Natural language region descriptions
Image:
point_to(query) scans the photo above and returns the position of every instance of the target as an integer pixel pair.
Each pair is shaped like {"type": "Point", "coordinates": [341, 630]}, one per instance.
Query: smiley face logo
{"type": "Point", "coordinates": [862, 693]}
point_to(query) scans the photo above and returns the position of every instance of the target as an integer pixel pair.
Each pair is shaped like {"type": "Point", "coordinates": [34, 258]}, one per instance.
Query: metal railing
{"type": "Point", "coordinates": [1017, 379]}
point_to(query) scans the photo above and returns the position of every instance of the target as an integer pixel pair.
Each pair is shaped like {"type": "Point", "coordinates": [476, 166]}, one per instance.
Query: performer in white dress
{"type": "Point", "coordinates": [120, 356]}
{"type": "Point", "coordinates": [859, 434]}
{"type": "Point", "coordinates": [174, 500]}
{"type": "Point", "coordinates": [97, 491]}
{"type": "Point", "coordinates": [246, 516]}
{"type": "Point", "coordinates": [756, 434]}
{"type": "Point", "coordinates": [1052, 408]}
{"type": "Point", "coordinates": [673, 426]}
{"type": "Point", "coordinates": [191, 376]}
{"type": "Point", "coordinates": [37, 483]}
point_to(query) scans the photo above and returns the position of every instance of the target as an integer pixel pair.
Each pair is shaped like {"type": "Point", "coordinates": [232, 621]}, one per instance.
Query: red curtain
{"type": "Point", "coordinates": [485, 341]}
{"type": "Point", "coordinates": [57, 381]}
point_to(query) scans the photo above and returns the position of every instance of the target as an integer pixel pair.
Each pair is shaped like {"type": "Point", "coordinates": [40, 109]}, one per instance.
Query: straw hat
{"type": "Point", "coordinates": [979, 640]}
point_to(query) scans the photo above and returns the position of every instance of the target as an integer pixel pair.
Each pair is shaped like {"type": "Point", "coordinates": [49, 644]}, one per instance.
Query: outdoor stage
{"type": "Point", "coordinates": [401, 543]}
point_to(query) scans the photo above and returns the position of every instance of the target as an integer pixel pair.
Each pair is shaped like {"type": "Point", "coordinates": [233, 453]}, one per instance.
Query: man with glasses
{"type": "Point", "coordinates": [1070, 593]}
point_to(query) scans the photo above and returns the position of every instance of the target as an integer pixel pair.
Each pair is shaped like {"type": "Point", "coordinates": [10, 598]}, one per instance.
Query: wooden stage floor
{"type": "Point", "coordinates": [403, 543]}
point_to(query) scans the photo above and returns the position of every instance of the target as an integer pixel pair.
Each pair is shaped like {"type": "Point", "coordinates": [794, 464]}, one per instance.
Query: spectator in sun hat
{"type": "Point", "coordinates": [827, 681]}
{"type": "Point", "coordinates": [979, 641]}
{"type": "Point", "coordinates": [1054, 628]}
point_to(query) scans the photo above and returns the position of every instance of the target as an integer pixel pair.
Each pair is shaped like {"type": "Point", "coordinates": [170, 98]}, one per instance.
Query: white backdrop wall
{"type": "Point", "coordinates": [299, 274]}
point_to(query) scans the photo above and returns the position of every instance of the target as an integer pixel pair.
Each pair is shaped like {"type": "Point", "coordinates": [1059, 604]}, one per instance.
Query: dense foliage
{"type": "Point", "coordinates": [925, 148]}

**The problem**.
Copy the entries above exactly. Miss none of them.

**Output of the exercise**.
Image:
point_to(query) scans the photo above and returns the position of every instance of the target as an integer pixel pair.
Each pair is shaped like {"type": "Point", "coordinates": [341, 630]}, one per instance.
Query: smiley face logo
{"type": "Point", "coordinates": [862, 693]}
point_to(query) scans the photo above and returns the position of every instance of the target as an integer pixel pair.
Each pair is shaped like {"type": "Point", "coordinates": [34, 258]}, one per instance.
Query: metal railing
{"type": "Point", "coordinates": [1017, 379]}
point_to(query) scans the photo above and returns the position of every instance of the target as an integer pixel pair.
Each pair is shaped like {"type": "Point", "coordinates": [476, 166]}, one per instance.
Query: performer in white dress
{"type": "Point", "coordinates": [120, 356]}
{"type": "Point", "coordinates": [859, 434]}
{"type": "Point", "coordinates": [174, 500]}
{"type": "Point", "coordinates": [97, 491]}
{"type": "Point", "coordinates": [246, 516]}
{"type": "Point", "coordinates": [756, 434]}
{"type": "Point", "coordinates": [1052, 408]}
{"type": "Point", "coordinates": [673, 426]}
{"type": "Point", "coordinates": [191, 376]}
{"type": "Point", "coordinates": [37, 483]}
point_to(query) scans the photo above and returns the position of every instance of the target as an integer pixel pair.
Each pair is shaped like {"type": "Point", "coordinates": [232, 621]}, one per instance.
Query: red curtain
{"type": "Point", "coordinates": [485, 341]}
{"type": "Point", "coordinates": [57, 381]}
point_to(query) scans the photo above and returns the position of every instance of the target as an integer pixel pair.
Each pair is shaped like {"type": "Point", "coordinates": [40, 109]}, one per instance.
Query: straw hat
{"type": "Point", "coordinates": [979, 640]}
point_to(query) scans the photo above and returns the position of every instance of the target as an integer pixel pair.
Each pair is shaped like {"type": "Point", "coordinates": [49, 644]}, one per instance.
Query: outdoor stage
{"type": "Point", "coordinates": [401, 543]}
point_to(query) scans the photo above and returns the position of every instance of the target as an integer pixel pair.
Each pair is shaped like {"type": "Point", "coordinates": [233, 453]}, one per instance.
Query: man with glasses
{"type": "Point", "coordinates": [1070, 593]}
point_to(query) scans the photo above and returns the position of every instance of the target as an integer pixel pair.
Each pair is shaped like {"type": "Point", "coordinates": [10, 598]}, one per instance.
Query: wooden stage floor
{"type": "Point", "coordinates": [403, 543]}
point_to(query) scans the photo above and returns the position of every instance of the target as an integer pixel pair.
Each pair is shaped like {"type": "Point", "coordinates": [794, 464]}, one per instance.
Query: spectator in sun hat
{"type": "Point", "coordinates": [827, 681]}
{"type": "Point", "coordinates": [979, 641]}
{"type": "Point", "coordinates": [1054, 628]}
point_to(query) scans the photo above and returns the position of every instance of the target as an integer pixel pair.
Each pair is shaped like {"type": "Point", "coordinates": [170, 98]}, one per instance.
Query: white backdrop wall
{"type": "Point", "coordinates": [299, 274]}
point_to(query) scans the photo above and returns the position of every instance of the target as an integer pixel pair.
Each pair is shaped like {"type": "Point", "coordinates": [1059, 604]}, one per instance.
Query: dense foliage
{"type": "Point", "coordinates": [925, 148]}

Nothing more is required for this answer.